- **Text segment**
Russ Leo's Tragedy as Philosophy in the Reformation World is an impressive, and humbling, work of meticulous scholarship. Its general purpose is to chart the development and transformation of the genre of tragedy—and the understanding of tragedy as a genre—in Europe through the sixteenth and seventeenth centuries. This task, the author amply demonstrates, cannot be done properly without taking into account tragedy's irreducibly religious investments, especially in a world that was dominated by the Reformation and the endless confessional disputes that attended it. More specifically and importantly, the author argues that tragedy comes to serve philosophical and theological ends—that it is itself a kind of philosophy and theology. But while tragedy comes to have new meaning in a Reformation context, Leo also does considerable work to situate 'sacred tragedy', or 'Reformation poetics', in the longer literary and theological traditions that preceded it.

A robust introduction, by itself a significant contribution to scholarship, establishes early modern 'tragedy's intellectual resources' with a detailed focus on the first half of the sixteenth century. It reveals the groundwork laid by reformers Erasmus, Melanchthon, and Martin Bucer crucial for rendering tragedy into a tool for theology. As Leo writes, 'tragoedia sacra […] enabled students to see connections between tragic form, tragic affects, and Scriptural fabulae' (p. 30). The first chapter then extends the interpretation of Scripture, specifically of the Book of Revelation, as tragic drama, with an analysis of David Pareus's Commentary on Revelation and its broader context. Of course, exegesis on Revelation is always also an interpretation of history, so readers gain insight into early modern views on the unfolding of tragic and sacred history, especially in relation to the unfolding of the drama of the Reformation. Chapter 2 delves into Italian reform movements in order to show how Lodovico Castelvetro's Poetica (1570 and 1576)—a translation and commentary of Aristotle's Poetics heretofore considered mainly from the perspective of the history of rhetoric—is in fact a work grounded in the principles of Erasmian and Melanchthonian religious reform and pedagogy. Leo's collation of two versions of the work reveals a heavily redacted posthumous version to have been shorn of references to Protestant luminaries and 'heterodox suggestions […] inextricable from his treatment of Aristotle' (p. 95), which illuminates how Castelvetro imagined poetry to be a useful tool of religious reform.

- **Given records**
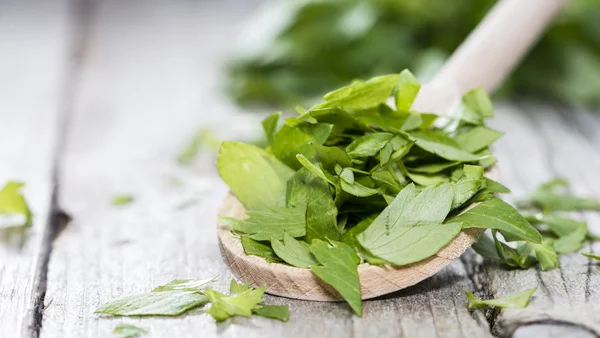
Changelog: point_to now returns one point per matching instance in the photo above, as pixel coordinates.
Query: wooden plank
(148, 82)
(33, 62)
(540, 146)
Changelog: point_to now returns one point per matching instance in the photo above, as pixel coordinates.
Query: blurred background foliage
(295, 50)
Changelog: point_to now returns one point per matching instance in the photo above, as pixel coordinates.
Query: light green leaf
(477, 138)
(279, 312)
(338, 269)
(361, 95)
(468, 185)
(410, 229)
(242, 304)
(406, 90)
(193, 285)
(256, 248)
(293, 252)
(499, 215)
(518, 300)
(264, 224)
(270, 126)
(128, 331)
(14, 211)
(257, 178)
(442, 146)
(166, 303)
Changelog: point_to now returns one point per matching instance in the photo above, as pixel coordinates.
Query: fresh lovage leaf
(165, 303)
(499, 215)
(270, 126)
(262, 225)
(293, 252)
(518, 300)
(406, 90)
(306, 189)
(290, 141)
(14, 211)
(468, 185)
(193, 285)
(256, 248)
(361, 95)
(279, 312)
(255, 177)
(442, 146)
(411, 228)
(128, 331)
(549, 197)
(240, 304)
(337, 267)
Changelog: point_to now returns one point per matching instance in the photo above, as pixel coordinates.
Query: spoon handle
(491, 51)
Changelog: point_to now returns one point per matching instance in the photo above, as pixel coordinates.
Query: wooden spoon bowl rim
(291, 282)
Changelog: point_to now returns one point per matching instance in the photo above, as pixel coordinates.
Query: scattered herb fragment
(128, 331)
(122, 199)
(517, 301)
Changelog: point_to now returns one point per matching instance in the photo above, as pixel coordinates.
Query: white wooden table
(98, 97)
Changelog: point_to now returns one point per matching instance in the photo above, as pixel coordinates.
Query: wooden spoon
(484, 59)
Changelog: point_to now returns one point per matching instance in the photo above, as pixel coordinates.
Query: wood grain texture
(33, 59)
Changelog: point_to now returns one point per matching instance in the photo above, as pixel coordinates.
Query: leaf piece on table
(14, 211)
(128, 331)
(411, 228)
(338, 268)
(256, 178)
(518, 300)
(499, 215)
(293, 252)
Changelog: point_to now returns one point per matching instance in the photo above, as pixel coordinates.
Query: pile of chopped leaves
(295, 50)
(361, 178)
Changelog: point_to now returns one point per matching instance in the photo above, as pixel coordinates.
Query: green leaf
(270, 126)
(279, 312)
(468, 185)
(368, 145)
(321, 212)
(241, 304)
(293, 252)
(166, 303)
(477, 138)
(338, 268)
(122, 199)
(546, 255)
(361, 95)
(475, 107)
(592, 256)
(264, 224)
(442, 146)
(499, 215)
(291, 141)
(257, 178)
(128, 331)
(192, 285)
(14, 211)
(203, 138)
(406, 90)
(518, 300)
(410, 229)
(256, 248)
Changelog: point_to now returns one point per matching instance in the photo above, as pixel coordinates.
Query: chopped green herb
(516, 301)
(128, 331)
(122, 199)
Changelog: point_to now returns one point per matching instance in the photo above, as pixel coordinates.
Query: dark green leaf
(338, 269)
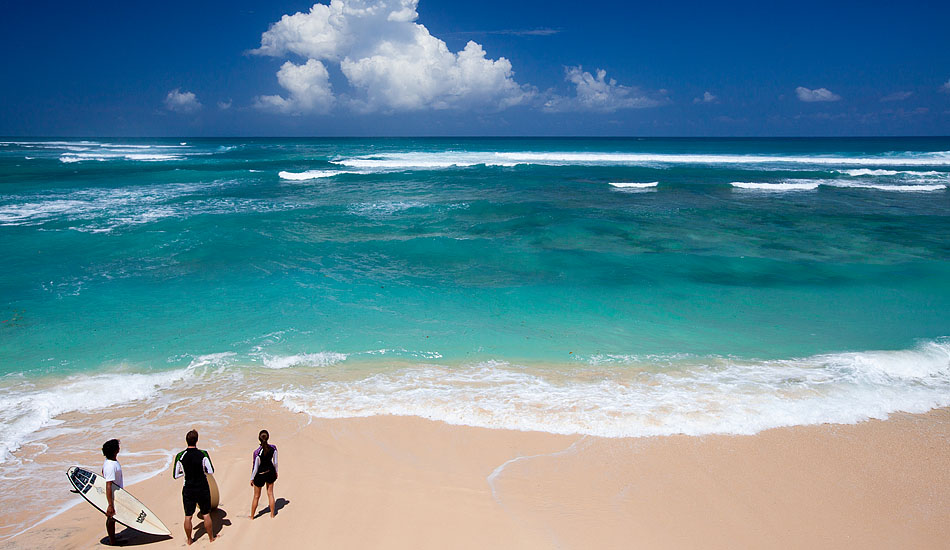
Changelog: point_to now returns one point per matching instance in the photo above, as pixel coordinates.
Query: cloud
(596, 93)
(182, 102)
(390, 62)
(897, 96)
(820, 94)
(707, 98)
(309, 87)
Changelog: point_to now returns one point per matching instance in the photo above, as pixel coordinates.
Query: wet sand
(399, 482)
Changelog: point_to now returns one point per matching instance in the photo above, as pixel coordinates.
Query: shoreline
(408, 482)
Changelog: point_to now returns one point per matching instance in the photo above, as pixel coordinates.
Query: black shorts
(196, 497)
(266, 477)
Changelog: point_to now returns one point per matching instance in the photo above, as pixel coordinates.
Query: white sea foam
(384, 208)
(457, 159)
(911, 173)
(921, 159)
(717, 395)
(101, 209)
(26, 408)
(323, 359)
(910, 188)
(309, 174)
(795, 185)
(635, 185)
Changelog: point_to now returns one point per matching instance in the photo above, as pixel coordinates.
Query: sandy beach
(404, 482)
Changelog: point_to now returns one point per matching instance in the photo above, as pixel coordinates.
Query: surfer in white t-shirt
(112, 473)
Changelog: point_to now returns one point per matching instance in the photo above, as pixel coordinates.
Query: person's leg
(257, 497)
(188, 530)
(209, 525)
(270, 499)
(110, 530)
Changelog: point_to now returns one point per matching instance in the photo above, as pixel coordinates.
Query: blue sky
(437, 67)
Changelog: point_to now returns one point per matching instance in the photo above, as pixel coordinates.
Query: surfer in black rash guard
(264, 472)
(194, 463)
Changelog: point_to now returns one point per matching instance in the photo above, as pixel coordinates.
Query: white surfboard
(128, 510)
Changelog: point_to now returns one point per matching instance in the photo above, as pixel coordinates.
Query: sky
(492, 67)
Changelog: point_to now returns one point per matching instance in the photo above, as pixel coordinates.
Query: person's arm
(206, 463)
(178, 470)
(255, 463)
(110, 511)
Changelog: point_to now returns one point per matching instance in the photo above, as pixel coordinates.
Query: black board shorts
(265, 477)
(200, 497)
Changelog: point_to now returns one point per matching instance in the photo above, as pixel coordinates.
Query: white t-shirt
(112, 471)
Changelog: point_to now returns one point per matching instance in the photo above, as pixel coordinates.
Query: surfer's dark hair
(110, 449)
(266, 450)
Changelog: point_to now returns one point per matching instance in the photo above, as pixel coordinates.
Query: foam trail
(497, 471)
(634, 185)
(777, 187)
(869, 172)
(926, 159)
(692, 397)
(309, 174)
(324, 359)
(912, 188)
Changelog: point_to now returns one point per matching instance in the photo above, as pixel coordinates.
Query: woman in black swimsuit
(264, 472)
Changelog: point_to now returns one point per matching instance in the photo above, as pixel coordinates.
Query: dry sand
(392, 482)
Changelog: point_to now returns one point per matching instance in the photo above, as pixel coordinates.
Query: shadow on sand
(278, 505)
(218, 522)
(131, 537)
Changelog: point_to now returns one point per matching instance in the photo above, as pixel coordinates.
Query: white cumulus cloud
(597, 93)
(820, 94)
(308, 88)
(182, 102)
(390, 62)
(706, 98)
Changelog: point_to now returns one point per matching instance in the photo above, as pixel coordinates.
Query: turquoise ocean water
--
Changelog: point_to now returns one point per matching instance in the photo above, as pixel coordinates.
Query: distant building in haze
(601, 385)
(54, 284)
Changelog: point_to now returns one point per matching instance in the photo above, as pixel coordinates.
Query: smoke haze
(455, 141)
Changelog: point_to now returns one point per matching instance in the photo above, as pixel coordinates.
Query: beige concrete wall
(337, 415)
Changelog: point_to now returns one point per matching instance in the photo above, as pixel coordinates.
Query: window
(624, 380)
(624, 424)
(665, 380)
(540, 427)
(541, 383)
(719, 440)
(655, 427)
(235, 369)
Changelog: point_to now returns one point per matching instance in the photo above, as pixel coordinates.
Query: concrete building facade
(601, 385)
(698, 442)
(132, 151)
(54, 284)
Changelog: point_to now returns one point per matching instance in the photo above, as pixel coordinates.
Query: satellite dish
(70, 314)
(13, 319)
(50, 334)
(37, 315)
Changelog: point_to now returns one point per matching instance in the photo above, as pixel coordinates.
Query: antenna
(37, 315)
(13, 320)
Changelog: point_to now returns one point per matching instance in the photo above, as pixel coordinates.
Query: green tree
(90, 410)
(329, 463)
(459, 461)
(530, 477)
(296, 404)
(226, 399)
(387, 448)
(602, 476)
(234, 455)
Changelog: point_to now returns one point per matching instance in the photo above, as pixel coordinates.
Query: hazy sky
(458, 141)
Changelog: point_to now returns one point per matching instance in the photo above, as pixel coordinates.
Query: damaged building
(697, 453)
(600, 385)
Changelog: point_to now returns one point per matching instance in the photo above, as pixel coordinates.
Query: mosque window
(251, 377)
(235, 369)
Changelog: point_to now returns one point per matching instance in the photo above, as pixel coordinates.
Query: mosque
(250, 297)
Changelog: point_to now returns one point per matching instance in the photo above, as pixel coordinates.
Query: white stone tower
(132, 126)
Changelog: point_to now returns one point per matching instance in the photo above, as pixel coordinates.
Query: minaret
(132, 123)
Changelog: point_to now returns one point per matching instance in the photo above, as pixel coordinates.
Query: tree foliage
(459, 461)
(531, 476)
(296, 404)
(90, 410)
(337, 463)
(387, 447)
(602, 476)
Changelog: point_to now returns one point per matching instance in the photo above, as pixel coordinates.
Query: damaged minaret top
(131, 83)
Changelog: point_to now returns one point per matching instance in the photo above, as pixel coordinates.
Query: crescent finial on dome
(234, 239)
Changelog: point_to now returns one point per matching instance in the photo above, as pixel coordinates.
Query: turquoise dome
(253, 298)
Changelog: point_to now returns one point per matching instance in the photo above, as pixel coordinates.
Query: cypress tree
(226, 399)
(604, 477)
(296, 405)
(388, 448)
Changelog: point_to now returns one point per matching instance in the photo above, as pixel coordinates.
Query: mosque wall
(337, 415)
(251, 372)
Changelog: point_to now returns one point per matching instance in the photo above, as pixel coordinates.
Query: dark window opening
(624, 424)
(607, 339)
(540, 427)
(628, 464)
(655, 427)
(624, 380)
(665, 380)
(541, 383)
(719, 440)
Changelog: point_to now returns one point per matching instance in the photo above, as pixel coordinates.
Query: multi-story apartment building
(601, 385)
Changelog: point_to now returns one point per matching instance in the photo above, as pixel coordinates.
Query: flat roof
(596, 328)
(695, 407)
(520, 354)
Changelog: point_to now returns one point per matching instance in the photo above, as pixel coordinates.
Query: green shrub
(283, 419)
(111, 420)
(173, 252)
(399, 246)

- **To-do list**
a) According to the book review, which reformers laid the groundwork for turning tragedy into a tool for theology?
b) Which lines of the listing contain the string "foam"? Copy each of them.

- **Answers provided**
a) Erasmus, Melanchthon, and Martin Bucer.

b)
Query: white sea foam
Query: foam trail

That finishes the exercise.